- Work instructions
Copy the entries word for word, from the line containing "Mark a dot on every instance of the house" through the end of the entries, both ends included, and leave out the pictures.

- Materials provided
━━━━━━━━━━━━━━━━
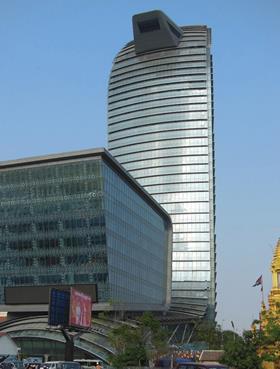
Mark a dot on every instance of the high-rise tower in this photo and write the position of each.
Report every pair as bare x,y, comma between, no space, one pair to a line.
160,128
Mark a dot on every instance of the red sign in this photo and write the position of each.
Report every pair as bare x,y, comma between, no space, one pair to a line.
80,309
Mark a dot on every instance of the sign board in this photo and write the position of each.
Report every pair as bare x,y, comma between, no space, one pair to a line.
59,307
80,309
30,295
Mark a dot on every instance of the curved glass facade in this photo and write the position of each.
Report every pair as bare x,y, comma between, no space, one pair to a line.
160,128
79,218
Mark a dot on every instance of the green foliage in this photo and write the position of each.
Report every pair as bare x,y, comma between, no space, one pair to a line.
270,338
135,346
241,352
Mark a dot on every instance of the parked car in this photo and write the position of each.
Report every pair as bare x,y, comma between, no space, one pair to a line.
60,365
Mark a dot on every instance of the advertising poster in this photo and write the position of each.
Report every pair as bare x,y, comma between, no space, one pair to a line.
80,309
59,307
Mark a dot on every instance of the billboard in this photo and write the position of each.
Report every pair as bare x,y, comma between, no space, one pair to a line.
80,309
59,307
29,295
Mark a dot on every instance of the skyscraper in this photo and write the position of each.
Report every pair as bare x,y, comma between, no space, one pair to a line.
160,128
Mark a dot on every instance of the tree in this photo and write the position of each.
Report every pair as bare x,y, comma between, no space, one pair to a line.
241,352
269,348
136,345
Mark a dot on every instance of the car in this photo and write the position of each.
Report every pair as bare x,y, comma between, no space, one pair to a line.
201,366
60,365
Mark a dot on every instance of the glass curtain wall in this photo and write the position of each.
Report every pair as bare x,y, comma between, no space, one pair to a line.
160,128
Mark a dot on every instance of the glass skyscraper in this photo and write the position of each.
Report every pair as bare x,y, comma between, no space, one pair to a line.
160,128
79,219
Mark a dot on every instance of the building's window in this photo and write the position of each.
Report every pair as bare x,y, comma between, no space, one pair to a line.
149,25
22,280
48,244
49,279
174,30
49,260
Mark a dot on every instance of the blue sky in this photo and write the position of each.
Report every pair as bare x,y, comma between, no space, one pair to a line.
56,57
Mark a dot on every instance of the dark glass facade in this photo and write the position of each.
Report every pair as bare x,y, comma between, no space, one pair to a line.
160,128
79,218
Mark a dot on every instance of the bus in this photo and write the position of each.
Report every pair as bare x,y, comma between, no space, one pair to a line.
89,363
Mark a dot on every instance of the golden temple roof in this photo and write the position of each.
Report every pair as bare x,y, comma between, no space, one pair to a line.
276,258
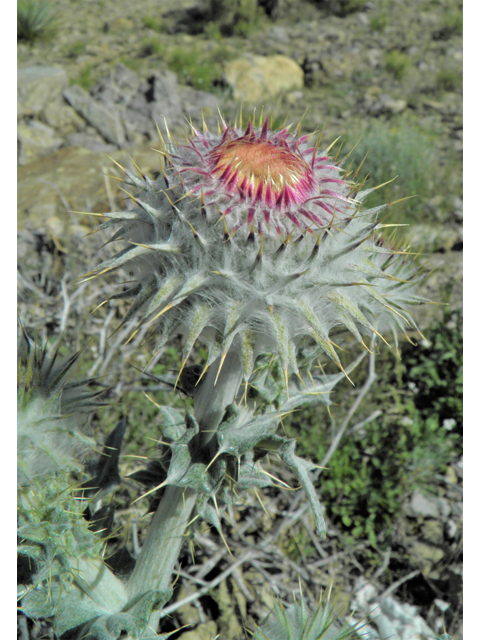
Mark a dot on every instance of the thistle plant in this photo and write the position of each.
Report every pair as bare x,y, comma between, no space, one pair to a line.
255,244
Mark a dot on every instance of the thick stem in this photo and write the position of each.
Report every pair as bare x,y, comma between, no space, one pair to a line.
216,393
156,562
164,540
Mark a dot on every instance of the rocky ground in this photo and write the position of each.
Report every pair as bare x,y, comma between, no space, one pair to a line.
103,82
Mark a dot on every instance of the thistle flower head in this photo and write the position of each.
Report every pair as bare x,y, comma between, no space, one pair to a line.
253,241
260,181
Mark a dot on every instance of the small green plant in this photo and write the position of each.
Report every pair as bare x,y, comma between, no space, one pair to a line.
397,63
403,151
36,20
150,47
451,25
257,302
236,17
376,469
198,68
86,78
75,49
154,24
341,8
449,80
379,22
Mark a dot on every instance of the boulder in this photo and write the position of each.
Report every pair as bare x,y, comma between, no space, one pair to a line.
106,121
37,87
35,140
259,78
62,117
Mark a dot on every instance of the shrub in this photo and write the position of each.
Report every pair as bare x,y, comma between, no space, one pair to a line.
341,8
449,80
199,69
402,151
397,63
36,20
379,21
153,23
376,468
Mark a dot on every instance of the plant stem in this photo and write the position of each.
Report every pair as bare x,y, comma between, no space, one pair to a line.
156,562
164,540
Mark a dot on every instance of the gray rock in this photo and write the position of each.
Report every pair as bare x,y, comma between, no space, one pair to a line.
37,87
107,121
90,140
161,92
194,100
35,140
62,117
119,87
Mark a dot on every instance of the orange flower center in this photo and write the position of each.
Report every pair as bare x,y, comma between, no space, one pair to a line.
249,165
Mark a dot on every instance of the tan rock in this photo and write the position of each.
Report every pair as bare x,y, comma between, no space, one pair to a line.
207,631
62,117
37,87
35,140
73,179
260,78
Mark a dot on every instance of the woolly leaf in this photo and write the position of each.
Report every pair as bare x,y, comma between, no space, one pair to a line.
301,468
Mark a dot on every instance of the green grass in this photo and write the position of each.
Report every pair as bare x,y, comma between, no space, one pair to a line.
150,47
407,153
377,467
397,63
86,78
449,80
153,23
198,68
379,22
36,20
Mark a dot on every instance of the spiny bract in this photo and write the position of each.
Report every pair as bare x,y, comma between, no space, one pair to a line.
254,241
52,413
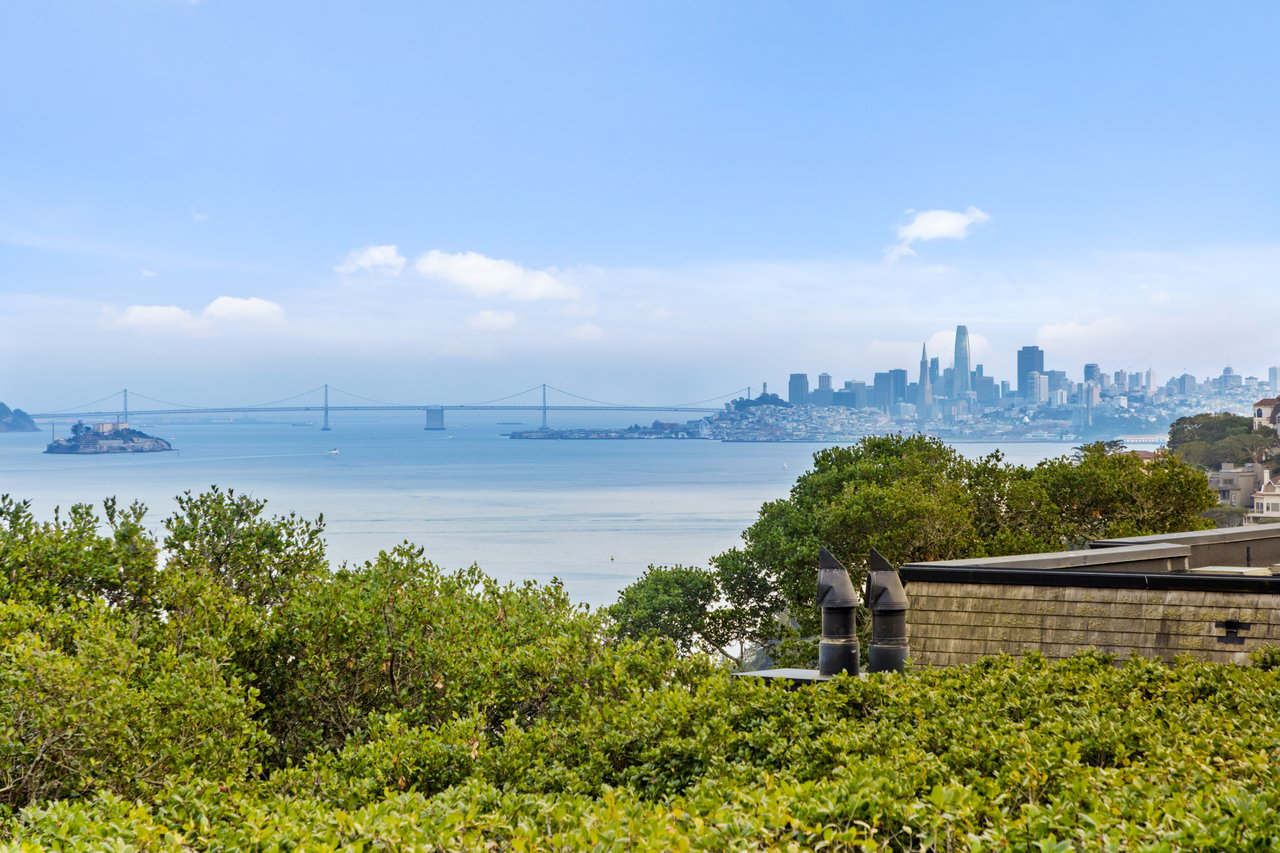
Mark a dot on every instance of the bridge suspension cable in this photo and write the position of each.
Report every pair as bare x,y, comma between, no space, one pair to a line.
167,402
380,402
86,405
599,402
699,402
521,393
277,402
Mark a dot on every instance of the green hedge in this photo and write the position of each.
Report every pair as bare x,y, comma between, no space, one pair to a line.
238,698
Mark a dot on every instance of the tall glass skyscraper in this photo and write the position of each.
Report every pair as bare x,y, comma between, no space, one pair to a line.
1031,360
960,382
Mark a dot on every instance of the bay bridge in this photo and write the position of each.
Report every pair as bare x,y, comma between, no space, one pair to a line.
117,406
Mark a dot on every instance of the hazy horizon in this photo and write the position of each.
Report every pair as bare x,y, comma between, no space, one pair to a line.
424,203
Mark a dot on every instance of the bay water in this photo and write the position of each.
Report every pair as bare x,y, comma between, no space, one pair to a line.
592,512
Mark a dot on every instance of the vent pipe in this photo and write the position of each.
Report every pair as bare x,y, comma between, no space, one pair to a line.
887,602
837,651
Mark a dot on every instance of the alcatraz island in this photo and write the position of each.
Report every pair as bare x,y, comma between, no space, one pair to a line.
106,438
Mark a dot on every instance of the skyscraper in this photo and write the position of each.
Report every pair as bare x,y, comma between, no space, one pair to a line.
924,396
960,384
1029,360
798,389
823,395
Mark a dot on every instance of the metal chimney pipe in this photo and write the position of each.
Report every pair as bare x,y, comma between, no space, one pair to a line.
837,651
887,601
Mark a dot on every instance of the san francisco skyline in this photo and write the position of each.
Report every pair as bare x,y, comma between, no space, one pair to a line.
206,197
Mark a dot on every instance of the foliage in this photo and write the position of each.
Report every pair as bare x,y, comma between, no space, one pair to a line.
400,635
67,561
671,601
914,498
1023,756
88,710
243,697
1208,439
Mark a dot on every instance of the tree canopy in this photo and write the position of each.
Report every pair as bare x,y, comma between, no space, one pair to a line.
915,498
223,688
1208,439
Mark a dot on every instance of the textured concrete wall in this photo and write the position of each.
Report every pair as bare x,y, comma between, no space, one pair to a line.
955,623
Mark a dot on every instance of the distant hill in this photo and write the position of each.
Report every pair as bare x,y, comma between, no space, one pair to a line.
16,420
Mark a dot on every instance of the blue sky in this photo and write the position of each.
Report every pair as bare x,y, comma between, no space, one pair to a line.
231,201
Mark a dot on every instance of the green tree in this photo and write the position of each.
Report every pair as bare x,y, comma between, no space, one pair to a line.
915,498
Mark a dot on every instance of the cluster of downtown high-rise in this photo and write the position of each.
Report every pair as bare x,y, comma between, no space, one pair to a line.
965,389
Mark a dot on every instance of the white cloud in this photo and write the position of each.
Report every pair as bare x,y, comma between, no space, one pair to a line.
233,309
586,332
373,259
492,277
933,224
155,318
492,320
225,311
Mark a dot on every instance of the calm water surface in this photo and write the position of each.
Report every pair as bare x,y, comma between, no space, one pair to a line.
590,512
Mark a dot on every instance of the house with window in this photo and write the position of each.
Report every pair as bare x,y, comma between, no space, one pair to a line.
1266,503
1266,413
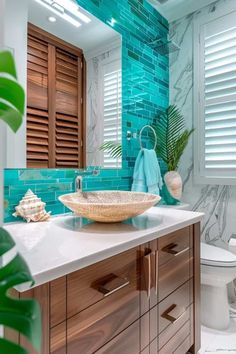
━━━━━━━━━━━━━━━━
- Exercise output
Mark a dot on every instance of the house with window in this photo and write the position of each.
Report every pair as bare x,y, comma between, no space, one pair to a line.
1266,503
1266,413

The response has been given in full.